Required work: Locate every line in the listing below that contains the word "calm", and copy each of those lines. Matching is case-sensitive.

START Stored data

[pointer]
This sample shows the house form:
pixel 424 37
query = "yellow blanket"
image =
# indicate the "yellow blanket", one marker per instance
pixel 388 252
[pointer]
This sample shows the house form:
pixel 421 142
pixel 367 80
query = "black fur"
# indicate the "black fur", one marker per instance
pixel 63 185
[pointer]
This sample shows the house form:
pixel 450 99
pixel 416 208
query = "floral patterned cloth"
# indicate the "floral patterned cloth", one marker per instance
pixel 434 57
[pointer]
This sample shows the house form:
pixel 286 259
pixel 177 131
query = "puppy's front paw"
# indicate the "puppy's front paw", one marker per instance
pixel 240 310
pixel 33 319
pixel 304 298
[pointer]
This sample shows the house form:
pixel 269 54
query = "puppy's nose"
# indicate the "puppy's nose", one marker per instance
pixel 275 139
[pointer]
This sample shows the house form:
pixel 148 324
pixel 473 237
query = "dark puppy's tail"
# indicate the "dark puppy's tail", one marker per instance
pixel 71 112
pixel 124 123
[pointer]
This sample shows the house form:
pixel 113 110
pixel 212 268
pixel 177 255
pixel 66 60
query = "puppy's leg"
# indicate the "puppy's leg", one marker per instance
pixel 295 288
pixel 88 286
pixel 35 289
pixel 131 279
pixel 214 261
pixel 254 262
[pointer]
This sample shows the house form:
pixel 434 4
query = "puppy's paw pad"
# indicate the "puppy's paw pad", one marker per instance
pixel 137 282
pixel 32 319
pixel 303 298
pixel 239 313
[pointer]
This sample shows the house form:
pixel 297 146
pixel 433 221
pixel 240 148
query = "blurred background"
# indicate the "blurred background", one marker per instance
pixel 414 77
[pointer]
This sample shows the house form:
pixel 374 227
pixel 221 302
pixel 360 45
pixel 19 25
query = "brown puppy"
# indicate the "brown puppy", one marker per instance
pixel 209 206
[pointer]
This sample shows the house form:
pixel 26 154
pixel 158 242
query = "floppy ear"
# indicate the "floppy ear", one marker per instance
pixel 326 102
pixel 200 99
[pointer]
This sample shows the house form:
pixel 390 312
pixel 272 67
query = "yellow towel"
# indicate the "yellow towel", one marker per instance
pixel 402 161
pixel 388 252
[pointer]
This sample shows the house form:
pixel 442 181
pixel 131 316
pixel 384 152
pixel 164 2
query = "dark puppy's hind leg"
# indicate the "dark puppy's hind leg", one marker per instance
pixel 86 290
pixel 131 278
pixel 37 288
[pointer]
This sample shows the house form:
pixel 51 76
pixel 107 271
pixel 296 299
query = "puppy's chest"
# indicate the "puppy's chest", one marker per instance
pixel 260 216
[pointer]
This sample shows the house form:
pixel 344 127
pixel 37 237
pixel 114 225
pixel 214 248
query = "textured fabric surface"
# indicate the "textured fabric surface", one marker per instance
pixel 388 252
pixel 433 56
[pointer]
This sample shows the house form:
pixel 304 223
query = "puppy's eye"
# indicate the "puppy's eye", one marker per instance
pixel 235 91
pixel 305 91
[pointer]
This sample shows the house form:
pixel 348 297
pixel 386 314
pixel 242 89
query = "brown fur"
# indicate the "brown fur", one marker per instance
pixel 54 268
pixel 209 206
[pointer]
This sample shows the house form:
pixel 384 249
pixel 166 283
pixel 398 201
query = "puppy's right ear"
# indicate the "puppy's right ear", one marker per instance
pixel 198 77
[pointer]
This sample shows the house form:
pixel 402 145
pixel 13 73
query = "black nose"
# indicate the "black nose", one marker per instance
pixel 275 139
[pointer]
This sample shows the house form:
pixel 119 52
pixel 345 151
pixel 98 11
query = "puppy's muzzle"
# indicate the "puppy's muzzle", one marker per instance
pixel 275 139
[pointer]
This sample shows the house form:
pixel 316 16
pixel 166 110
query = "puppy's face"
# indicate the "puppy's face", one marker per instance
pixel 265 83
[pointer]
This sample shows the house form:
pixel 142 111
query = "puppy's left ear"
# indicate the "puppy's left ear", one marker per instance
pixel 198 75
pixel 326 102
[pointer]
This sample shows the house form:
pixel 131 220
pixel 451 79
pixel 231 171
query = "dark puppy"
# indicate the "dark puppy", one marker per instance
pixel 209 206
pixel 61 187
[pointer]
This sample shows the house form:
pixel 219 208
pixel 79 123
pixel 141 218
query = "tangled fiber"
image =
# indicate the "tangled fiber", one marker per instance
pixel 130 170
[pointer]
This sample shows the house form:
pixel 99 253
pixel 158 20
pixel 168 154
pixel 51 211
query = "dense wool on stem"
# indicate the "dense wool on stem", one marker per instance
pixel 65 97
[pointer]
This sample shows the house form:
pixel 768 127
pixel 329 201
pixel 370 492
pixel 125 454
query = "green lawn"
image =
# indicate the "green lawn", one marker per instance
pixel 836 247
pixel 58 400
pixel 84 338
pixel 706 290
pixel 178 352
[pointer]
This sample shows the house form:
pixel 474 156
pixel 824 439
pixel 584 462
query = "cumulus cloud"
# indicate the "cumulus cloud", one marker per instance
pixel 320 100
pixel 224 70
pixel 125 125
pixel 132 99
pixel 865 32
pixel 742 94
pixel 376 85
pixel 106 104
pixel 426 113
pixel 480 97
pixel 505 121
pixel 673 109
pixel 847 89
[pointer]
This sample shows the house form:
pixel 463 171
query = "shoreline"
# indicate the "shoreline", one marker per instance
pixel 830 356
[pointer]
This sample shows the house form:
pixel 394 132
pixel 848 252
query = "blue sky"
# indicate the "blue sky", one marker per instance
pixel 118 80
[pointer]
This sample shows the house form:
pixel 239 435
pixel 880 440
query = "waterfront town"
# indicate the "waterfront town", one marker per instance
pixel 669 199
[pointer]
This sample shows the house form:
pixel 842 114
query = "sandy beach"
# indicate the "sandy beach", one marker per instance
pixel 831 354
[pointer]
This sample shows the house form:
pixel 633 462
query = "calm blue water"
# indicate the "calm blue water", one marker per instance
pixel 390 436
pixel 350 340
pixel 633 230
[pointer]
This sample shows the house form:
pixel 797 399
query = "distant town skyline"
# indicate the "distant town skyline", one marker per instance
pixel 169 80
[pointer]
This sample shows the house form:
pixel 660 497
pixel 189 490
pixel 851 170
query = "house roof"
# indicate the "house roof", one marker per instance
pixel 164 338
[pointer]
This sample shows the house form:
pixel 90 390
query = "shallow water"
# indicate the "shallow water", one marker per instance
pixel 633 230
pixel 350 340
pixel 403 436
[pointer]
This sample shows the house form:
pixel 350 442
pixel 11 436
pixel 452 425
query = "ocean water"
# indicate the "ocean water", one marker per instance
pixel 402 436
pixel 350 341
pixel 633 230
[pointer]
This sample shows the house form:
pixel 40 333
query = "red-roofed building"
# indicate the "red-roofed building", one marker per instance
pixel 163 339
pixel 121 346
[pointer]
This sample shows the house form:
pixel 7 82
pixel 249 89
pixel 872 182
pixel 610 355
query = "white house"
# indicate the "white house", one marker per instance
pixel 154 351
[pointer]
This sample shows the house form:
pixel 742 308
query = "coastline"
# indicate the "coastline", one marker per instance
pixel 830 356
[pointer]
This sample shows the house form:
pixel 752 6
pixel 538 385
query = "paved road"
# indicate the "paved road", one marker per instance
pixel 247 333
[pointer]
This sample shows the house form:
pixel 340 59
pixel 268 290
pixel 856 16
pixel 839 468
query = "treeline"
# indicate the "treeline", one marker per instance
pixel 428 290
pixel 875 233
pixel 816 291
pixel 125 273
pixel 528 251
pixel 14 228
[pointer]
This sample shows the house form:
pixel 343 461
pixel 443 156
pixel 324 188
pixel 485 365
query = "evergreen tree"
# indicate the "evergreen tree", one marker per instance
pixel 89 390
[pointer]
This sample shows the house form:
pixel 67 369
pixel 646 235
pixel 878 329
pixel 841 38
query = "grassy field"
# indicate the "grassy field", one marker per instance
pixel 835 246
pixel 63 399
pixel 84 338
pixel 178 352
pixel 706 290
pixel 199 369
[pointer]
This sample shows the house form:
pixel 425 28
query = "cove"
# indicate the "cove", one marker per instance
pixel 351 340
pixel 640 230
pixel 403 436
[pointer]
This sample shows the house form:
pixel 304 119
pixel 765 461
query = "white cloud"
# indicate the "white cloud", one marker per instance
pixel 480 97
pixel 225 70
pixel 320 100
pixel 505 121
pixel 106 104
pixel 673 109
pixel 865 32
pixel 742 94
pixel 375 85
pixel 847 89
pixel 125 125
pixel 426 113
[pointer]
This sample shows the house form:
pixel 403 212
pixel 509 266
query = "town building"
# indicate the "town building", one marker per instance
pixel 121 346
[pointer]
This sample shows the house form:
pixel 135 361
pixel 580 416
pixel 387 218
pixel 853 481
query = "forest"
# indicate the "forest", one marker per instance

END Stored data

Full response:
query = "calm blue water"
# indicate the "calm blue water", one marker per instance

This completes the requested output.